提示文:
例によって、4月刊行の本を
ようやく今ごろ読み終わりました。

以前、最初の2~3ページを読んだまま
いろいろと取り紛れて
読みはぐっていたのでした(^^;ゞ

$圏外の日乘-『殺す鳥』
(2006/神林美和訳、創元推理文庫、2012.4.27)

詩人の母親が浴室で死んで発見され
検屍法廷では自殺との評決が下りたものの
納得のいかない娘が調べ始める、
ざっくりとまとめれば、そういう話です。

まあ、さほど、すごい話ではありません。

解説にもある通り
「大向こうを唸らせる派手な作品
というわけではないし、
ミステリ史に名を残すような
先鋭的な作品というわけでもない」です。

だからブログに感想を書くのは
よそうと思ったんですが
ひとつ気づいたことがあるので
書いておくことにしました。

課題一覧:
a: 読書感想の文章で「以前、最初の2~3ページを読んだまま」から始まり「ざっくりとまとめれば、そういう話です。」で終わる部分を、「娘」を「息子」に入れ替えて書き直してください。
b: 読書感想の文章を、最後の文に続けて書き継いでください。
記録はこの作業とは関係ありません。

データセット:
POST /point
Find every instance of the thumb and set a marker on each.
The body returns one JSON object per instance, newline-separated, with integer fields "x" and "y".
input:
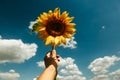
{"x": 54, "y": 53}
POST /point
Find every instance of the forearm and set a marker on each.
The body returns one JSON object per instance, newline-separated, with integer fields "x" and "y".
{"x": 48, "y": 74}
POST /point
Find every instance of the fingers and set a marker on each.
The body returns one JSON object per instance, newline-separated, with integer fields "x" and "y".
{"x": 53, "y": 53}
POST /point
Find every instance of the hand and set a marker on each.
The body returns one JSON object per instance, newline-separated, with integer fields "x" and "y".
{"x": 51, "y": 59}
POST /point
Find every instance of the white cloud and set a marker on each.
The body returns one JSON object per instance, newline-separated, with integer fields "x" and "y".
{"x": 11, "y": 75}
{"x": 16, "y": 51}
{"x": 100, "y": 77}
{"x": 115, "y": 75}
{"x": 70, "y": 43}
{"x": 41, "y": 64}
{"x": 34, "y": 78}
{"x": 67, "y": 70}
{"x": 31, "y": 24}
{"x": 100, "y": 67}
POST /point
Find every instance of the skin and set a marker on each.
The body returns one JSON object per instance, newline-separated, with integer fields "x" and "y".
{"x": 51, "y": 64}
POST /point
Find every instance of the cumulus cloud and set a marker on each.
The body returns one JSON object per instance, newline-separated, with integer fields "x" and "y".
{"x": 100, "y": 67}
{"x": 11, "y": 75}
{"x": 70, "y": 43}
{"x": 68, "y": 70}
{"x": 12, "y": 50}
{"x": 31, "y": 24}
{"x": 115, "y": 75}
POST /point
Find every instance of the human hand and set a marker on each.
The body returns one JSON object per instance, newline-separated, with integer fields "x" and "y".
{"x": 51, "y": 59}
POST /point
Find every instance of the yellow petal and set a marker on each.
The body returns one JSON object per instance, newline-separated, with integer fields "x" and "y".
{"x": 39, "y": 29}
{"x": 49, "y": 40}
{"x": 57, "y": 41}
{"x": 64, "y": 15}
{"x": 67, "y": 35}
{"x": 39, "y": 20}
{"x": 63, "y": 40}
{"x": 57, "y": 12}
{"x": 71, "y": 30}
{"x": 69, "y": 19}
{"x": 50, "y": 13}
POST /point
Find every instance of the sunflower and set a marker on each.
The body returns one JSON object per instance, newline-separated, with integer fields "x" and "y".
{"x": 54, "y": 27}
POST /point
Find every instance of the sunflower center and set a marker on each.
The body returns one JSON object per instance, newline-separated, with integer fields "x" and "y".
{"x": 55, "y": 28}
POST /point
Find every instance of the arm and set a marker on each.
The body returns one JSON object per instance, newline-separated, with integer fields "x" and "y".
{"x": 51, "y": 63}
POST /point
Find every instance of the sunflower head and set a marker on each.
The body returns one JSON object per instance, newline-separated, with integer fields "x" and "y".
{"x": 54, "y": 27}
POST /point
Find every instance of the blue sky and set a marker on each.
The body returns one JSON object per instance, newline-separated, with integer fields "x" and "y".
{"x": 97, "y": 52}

--

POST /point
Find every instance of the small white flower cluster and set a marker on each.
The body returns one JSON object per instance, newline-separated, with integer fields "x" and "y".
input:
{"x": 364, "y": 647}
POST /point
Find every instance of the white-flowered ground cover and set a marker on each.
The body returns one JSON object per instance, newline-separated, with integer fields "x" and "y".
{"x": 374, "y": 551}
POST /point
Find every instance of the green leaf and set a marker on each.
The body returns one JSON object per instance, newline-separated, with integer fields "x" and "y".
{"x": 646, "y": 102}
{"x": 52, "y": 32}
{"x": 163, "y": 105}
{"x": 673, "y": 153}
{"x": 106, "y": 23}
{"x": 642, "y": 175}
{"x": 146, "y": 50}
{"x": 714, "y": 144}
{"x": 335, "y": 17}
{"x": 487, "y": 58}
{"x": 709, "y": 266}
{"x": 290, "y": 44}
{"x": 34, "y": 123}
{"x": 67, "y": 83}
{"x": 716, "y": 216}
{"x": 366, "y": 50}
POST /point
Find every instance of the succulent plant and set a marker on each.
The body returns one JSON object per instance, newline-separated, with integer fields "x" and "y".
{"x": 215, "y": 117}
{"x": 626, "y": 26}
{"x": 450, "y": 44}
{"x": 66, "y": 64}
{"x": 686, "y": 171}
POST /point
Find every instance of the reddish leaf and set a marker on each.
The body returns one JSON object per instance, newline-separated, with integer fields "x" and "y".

解答:
a:
以前、最初の2~3ページを読んだまま
いろいろと取り紛れて
読みはぐっていたのでした(^^;ゞ

$圏外の日乘-『殺す鳥』
(2006/神林美和訳、創元推理文庫、2012.4.27)

詩人の母親が浴室で死んで発見され
検屍法廷では自殺との評決が下りたものの
納得のいかない息子が調べ始める、
ざっくりとまとめれば、そういう話です。

b:
ですから今回の記事は
いわば個人的な備忘録です。

で、そのためには多少なりとも
真相に触れる必要があります。
以下、その前提でお読みください。


とかいいながら
まずは真相とは関係のない話から(藁

母親の死の真相をさぐる娘は
チェリストとして設定されています。

ソリストとしてのデビューをかけた
大きなコンクールを控えて
練習中だったのですが
母親の死のショックからなのか
いつものような実力が出せない。
音楽が自分から
離れていってしまった気がする。

それもあってか、真相探しに
のめり込んでいくのですが
作品中には彼女のレッスン風景や
路上ライブ風景が描かれるほか
クラシックの曲名も
いくつか出てきます。
(一箇所だけロックの
 クイーンの曲が流れる場面もあります)

日本ではチェロの路上ライブって
あまり見聞きしませんけど
(代官山で一回だけ観たことがありますが)
そこらへんは彼我の違いかな
という感じで面白かったですね。

それに関してひとつ気になったのは、
「バッハの『無伴奏チェロのソナタ』の
 正確で澄んだ音色が、
 往来の喧騒や通行人の笑い声や
 おしゃべりの上に響いている」(p.198)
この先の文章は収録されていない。